◆ **Task to complete**
In the article on Maxwell's Demon and the second law of thermodynamics, what is entropy described as a measure of?

◆ **Provided passage**
**********
A biochemical device to demystify a century-old thermodynamics puzzle from theoretical physics
One of the most important ideas in physics is that the entropy of a closed system cannot decrease. For the uninitiated, this concept is known as the Second Law of Thermodynamics. And one of the most famous thought experiments in physics, ‘Maxwell’s Demon’, is an idea devised to find a loophole in the second law.
Entropy is a measure of how uncertain the state of a system is. “Entropy doesn’t decrease in a closed system” is another way of saying that you will tend to become more uncertain about the state of a system over time, unless you interfere with it or measure it. Imagine, for example, a warm object in a cool environment. Heat will spread into the environment until the temperatures are equal. This is an increase in the total entropy because more molecular configurations are possible with the energy spread out than when the energy is concentrated in the object – you are therefore more uncertain about the microscopic state of the object and its environment.
But you can of course heat up an object to be warmer than its environment, so why doesn’t this contravene the second law? The answer is that you must consume resources to heat something, for example by burning gas. In the process, the gas and its environment go from a low entropy to a high entropy state, paying the price for pushing the object and its environment out of equilibrium.
**********
◆ **Dataset excerpt**
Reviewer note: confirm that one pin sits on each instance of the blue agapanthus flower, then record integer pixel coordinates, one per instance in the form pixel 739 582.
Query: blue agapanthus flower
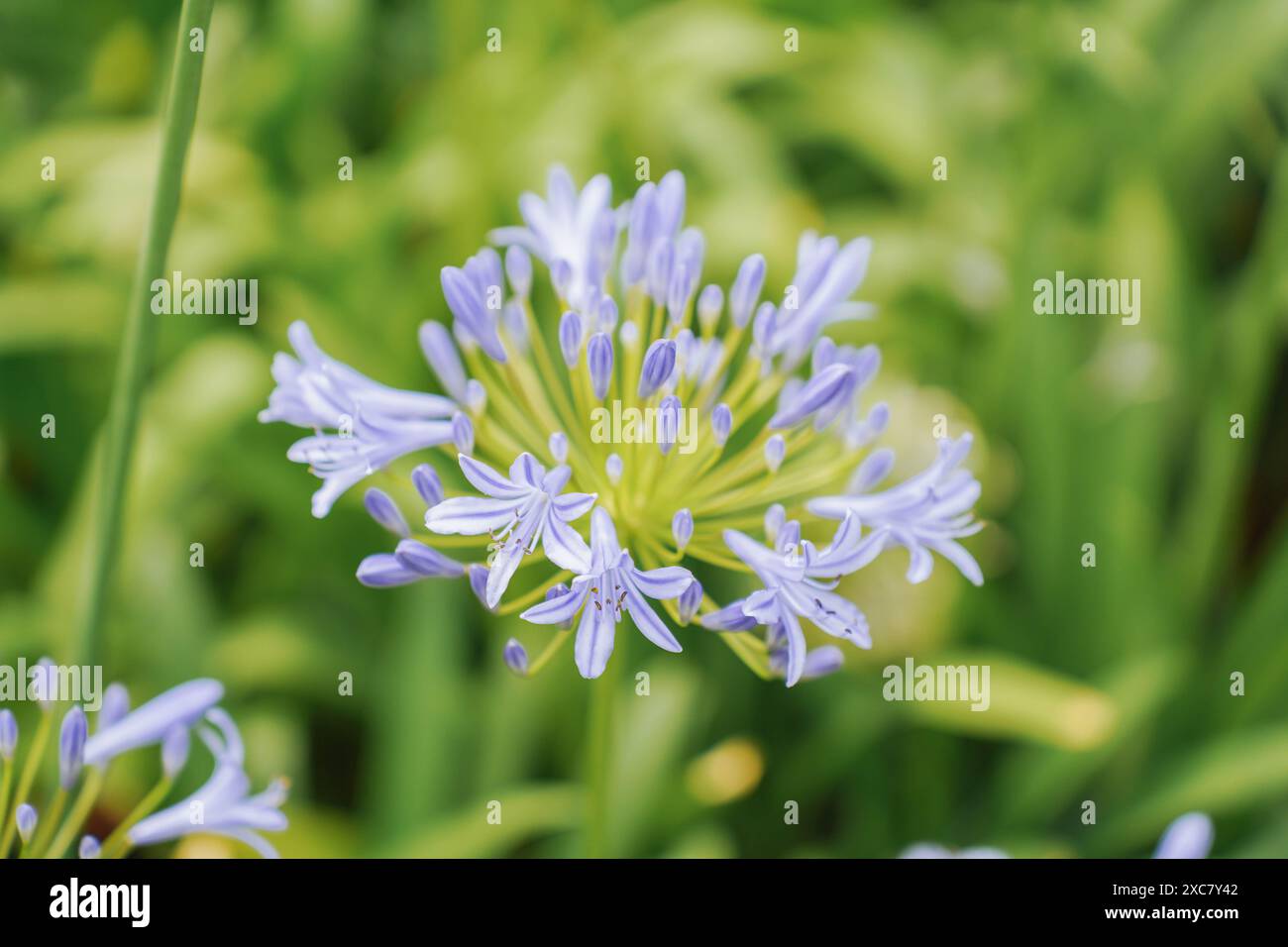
**********
◆ **The solution**
How uncertain the state of a system is.